To do: Extract the lines from the one containing "Outline red and" through the one containing "[[801, 95, 1123, 903]]", inclusive, and reproduce them exactly.
-------- Information shown
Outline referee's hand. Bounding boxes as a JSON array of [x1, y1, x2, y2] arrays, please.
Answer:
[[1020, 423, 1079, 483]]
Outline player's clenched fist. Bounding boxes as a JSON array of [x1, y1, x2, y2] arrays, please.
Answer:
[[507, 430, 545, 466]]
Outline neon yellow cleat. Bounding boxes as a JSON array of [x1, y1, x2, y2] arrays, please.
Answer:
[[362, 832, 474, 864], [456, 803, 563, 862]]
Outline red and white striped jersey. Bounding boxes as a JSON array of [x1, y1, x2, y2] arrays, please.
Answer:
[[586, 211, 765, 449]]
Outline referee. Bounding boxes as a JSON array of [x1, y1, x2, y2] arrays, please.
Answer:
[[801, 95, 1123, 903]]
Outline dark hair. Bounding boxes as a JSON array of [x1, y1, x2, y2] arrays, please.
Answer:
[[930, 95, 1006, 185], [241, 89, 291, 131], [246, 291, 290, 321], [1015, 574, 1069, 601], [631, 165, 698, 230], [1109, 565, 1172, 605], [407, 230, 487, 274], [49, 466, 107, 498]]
----------------
Task output:
Outline red and white striped jersey. Bounding boxes as a JSON array of [x1, y1, x2, y2] arrays, please.
Answer:
[[586, 211, 765, 449]]
Outline referee. Bounding boxes as a JSON array of [x1, y1, x2, y2] arrays, please.
Answer:
[[801, 95, 1123, 903]]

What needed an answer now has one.